I have to agree with Andy. Even if there is a house bubble, the Chinese officials already act on this issue with higher equity and apartement ownership rule. It seems like that they are aware of this chance. It won´t result in a “crash” like in Spain, Ireland or the US.
This whole “consumption rebalance” is an euphemism for “we want to profit from Chinese money” argument.
There’s a few thousand empty apartments in Shenzhen I can show you if you’ve got the wheels. It’s hard to see how this can NOT end badly just based on the extremes you see on the ground.
Also, Michael specifically refuses to give investment advice or endorse any investment opportunity, so I’m confused where you get the idea he’s going to profit from Chinese money some how.
And I can show the many Chinese men, who are looking for a bigger apartement, because they need one for marriage. I guess you have heard of this problem. But I don´t deny that really could exist a housing bubble, but more consumption won´t stop the problem. (Why should it? Ever heard of the consumption bubble / overconsumption in Greece?) There is no problem to shift from housing investments to another infrastructure investment or to SOE investments or to SME investments, too.
In the end the big banks are owned by the state anyway. The central bank can bail them out and start a stimulus (Keynes), a reflation (Irving Fisher) or restructering/default of bad loans (Minsky), if necessary. The central bank has enoug money and with the reserve ratio a mighty tool to preserve price stability and prevent a big inflation. There is no big moral hazard problem like in the West, where the banks are private banks.
I don´t accuse Michael of being a profiteur. But his arguments sounds similar to the ones of the banking and hedge funds industry. He may fall for the lobby schemes of his old colleagues. Usually “consumpton realance” is in reality aimed at a deregulation of the financial market, a lower reserve ratio, lower equity securities for credits, less control of the borrower, less rules for the cash-flow and liquidity, which of course would boost debt-based consumption, but also increase the propbability of a debt crysis and a financial crash.

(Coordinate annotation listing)
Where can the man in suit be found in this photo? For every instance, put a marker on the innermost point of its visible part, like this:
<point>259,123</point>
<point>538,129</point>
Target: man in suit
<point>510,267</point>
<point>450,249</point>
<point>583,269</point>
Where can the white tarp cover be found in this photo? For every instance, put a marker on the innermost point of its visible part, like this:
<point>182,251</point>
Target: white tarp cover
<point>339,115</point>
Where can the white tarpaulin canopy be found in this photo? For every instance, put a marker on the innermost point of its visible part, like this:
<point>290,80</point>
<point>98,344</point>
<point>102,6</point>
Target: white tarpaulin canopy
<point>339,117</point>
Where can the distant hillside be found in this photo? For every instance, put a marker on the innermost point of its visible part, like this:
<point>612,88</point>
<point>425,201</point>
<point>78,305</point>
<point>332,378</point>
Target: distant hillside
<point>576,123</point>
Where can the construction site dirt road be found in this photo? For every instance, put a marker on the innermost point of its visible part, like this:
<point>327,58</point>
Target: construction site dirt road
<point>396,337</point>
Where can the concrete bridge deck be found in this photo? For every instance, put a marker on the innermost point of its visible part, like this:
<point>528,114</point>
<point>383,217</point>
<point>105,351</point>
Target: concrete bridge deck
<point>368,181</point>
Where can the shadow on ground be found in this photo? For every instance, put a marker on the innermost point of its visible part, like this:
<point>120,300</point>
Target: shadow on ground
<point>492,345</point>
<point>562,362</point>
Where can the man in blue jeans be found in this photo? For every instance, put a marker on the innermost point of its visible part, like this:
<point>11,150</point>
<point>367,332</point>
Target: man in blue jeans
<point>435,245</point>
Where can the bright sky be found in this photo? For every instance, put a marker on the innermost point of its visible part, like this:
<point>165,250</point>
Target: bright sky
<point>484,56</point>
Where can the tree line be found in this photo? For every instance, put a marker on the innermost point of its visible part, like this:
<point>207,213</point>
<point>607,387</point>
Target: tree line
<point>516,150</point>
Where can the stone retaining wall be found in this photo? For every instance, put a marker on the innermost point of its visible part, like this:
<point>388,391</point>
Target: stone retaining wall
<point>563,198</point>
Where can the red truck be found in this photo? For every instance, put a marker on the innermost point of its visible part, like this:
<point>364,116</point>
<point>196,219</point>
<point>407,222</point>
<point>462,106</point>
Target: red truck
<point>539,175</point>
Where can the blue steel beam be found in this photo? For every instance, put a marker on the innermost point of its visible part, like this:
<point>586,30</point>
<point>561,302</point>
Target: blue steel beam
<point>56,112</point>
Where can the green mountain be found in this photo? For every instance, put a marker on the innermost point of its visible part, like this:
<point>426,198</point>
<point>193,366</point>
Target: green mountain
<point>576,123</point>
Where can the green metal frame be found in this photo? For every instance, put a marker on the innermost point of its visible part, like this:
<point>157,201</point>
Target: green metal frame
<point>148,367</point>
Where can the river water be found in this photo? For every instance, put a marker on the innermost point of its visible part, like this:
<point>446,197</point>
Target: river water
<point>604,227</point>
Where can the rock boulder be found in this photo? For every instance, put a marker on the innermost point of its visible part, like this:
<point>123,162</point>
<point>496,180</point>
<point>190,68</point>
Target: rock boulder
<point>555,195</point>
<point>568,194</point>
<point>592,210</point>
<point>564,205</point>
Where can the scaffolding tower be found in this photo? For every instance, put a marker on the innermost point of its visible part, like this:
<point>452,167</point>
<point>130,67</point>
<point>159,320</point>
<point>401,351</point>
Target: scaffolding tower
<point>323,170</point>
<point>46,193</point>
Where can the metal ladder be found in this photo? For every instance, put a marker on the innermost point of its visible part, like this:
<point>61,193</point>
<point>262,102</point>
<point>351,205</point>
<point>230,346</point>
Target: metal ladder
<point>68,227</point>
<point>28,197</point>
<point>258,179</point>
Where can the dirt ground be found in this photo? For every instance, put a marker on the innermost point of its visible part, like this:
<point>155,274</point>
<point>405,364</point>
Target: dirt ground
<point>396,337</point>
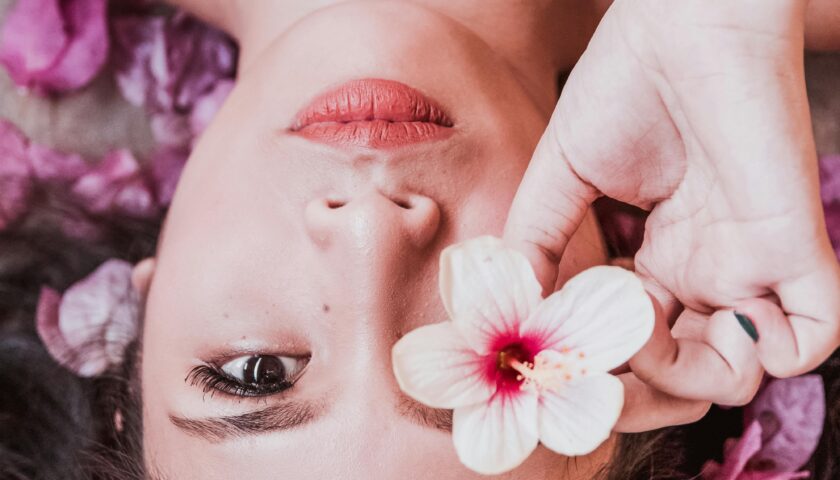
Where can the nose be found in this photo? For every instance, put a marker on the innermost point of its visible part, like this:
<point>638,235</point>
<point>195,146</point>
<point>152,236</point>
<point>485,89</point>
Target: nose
<point>374,223</point>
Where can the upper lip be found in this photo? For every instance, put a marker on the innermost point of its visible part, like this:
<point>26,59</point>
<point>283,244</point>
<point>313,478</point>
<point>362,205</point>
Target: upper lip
<point>372,112</point>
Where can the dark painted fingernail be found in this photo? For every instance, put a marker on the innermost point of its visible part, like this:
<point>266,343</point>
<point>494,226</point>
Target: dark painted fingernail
<point>747,325</point>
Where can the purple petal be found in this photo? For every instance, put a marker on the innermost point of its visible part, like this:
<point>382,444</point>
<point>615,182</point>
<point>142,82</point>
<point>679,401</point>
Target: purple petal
<point>207,106</point>
<point>136,41</point>
<point>791,412</point>
<point>167,165</point>
<point>46,323</point>
<point>55,167</point>
<point>98,318</point>
<point>198,56</point>
<point>33,39</point>
<point>736,456</point>
<point>55,45</point>
<point>15,175</point>
<point>168,64</point>
<point>171,130</point>
<point>832,222</point>
<point>830,178</point>
<point>116,186</point>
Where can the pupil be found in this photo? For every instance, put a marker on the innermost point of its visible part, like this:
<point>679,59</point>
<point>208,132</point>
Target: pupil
<point>264,370</point>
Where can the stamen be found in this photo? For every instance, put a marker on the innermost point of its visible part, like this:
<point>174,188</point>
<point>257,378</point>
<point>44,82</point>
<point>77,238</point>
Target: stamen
<point>547,373</point>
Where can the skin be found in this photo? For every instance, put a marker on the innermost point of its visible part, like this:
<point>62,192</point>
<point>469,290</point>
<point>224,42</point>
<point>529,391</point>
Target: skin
<point>254,260</point>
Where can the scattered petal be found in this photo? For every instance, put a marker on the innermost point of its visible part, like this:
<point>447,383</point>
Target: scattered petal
<point>735,456</point>
<point>207,106</point>
<point>166,168</point>
<point>55,45</point>
<point>116,186</point>
<point>89,328</point>
<point>55,167</point>
<point>791,412</point>
<point>487,290</point>
<point>434,365</point>
<point>578,418</point>
<point>497,436</point>
<point>603,313</point>
<point>15,175</point>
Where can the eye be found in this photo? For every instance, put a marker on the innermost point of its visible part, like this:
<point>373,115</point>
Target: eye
<point>263,370</point>
<point>249,375</point>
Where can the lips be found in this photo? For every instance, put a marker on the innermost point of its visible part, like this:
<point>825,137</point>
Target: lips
<point>372,113</point>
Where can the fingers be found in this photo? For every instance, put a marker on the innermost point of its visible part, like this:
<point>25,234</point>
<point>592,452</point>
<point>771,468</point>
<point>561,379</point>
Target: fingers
<point>550,204</point>
<point>716,361</point>
<point>646,408</point>
<point>797,341</point>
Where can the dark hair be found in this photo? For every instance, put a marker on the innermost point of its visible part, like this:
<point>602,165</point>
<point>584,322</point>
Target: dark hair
<point>54,425</point>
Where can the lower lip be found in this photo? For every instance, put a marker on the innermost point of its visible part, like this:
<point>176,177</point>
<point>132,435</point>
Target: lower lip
<point>372,113</point>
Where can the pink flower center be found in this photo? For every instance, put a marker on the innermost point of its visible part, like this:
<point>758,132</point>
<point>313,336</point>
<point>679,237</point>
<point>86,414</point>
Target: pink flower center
<point>508,352</point>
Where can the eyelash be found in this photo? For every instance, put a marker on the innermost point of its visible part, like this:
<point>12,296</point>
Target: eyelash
<point>212,379</point>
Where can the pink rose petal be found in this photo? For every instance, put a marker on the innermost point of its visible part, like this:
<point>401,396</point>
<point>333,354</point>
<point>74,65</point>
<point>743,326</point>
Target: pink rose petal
<point>55,167</point>
<point>735,455</point>
<point>207,106</point>
<point>88,329</point>
<point>830,178</point>
<point>167,165</point>
<point>167,64</point>
<point>15,175</point>
<point>116,186</point>
<point>55,45</point>
<point>791,412</point>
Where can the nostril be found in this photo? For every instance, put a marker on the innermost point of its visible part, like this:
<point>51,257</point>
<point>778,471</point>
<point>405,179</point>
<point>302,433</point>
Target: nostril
<point>406,204</point>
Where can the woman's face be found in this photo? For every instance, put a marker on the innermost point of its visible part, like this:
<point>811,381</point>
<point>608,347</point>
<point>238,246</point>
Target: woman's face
<point>318,249</point>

- **GIVEN INSTRUCTION A**
Answer these questions about the discussion of China's housing market:
(i) Which countries does the first comment name as places that had a "crash"?
(ii) In which city does one commenter offer to show a few thousand empty apartments?
(iii) Which economist's name is given in parentheses after "a reflation"?
- **GIVEN INSTRUCTION B**
Resume the discussion of China's housing market, starting after its final sentence.

- **EXPECTED OUTPUT A**
(i) Spain, Ireland and the US
(ii) Shenzhen
(iii) Irving Fisher

- **EXPECTED OUTPUT B**
Thanks Phil. There is too much stuff in here for me to respond, but two points. First, the argument that household consumption has failed to keep pace with GDP growth is not an argument that household consumption is growing too slowly. It is an argument about the structure of demand and the sustainability of that structure.
Second, you may be right that my writing does not lead to policy recommendations, but I am not sure too many Chinese “politicos” agree with you. I obviously cannot go into detail, but many policymakers have incorporated my arguments into their own policy recommendations and I do spend time (more than I would like) discussing these things with policymakers and their advisors. In fact one of the things that I worry about is that my work has become too embedded in the domestic debate, and not always accurately cited. I think the policy recommendations that flow from my analysis, whether right or wrong, are very obvious and in fact my upcoming book on China, which should come out in May, draws out systematically the policy implications for those who agree with my analysis, and who are now, I think, the majority of economic policy advisors in China. I have also been criticized domestically by a umber of people, generally not economists, for my arguments and more than once I have even been blamed, astonishingly enough, for having created the very crisis I predicted. This suggests to me at the very least that some people do think this analysis has policy implications.
Phil H,
The US great depression in 1929 happen in 4 days. US Banks had enough to provide 10 cents for every dollar. Banks called in loans. Many people were wiped out, selling businesses and loosing their life savings. But you might say that our banks will start printing more currency, but then which country will be willing to accept your currency. They all will demand to be paid in dollars . Will people accept to be paid in meters of a bridge? or centimeters of a train?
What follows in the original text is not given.